▶ **課題 1**
下にある名木田氏との再会を描いた文章を読み、次の問いに答えてください。
(a) 約束した場所はどこか。
(b) 名木田氏の身長は何センチか。
(c) 筆者と名木田氏の付き合いは何年以上になるか。

▶ **読解用抜粋**
# # # # #

名木田兵ニ氏 ①

 ITサービス産業にかける情熱をひしひしと感じた人物がいる。
 その人には、安藤多喜夫氏とあい前後してインタビューをする機会を得た。
 会ったのは、そろそろ梅雨が明けようとするころだったろうか。約束した場所は東京・渋谷の東急会館1階、プレイガイドの前、ということだった。わたしは地下鉄銀座線から明治通りをまたぐ通路を経て、文化会館の階段から降りていった。
 その人は背中を向けて立っていた。
 私が表通りからやってくると考えたのだろう。
 名木田兵二。
 前方から光を受け、背筋をピンと伸ばしたシルエットは、矍鑠(かくしゃく)たるという形容詞そのものだった。175センチというのは、戦前生まれとしては背が高い。
 筆者に気がついて、名木田氏の右手が上がった。
 「やぁ」
 にこやかな笑顔が広がった。
 「ごぶさたいたしました」
 私は頭を下げた。
 「お元気そうで何よりです」
 「あなたも、少しも変わっていない。ご活躍のようで」
 自分がはるか年下なのに、「あなた」と呼ばれるのは面映かった。お付き合いをいただいて20年以上になるが、筆者が知ったとき、名木田兵二という人はすでに50歳を超え、国内ソフト/サービス業界のリーダーの1人だった。

# # # # #

物体指示のデータセット抜粋:
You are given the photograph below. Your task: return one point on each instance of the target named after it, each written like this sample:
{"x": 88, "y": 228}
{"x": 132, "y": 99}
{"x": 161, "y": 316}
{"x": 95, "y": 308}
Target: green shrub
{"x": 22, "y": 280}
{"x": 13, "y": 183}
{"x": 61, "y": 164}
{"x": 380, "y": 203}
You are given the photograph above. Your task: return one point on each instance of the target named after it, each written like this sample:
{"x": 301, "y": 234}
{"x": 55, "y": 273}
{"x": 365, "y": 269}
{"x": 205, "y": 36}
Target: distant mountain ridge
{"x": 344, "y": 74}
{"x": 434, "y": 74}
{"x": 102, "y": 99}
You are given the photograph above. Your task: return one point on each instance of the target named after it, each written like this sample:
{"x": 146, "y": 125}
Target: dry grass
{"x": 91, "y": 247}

# # # # #

▶ **課題 2**
上のリストの全行を、一字一句変えずにそのまま返すこと。

▶ **解答 1**
(a) 東京・渋谷の東急会館1階、プレイガイドの前
(b) 175センチ
(c) 20年以上

▶ **解答 2**
You are given the photograph below. Your task: return one point on each instance of the target named after it, each written like this sample:
{"x": 88, "y": 228}
{"x": 132, "y": 99}
{"x": 161, "y": 316}
{"x": 95, "y": 308}
Target: green shrub
{"x": 22, "y": 280}
{"x": 13, "y": 183}
{"x": 61, "y": 164}
{"x": 380, "y": 203}
You are given the photograph above. Your task: return one point on each instance of the target named after it, each written like this sample:
{"x": 301, "y": 234}
{"x": 55, "y": 273}
{"x": 365, "y": 269}
{"x": 205, "y": 36}
Target: distant mountain ridge
{"x": 344, "y": 74}
{"x": 434, "y": 74}
{"x": 102, "y": 99}
You are given the photograph above. Your task: return one point on each instance of the target named after it, each written like this sample:
{"x": 146, "y": 125}
Target: dry grass
{"x": 91, "y": 247}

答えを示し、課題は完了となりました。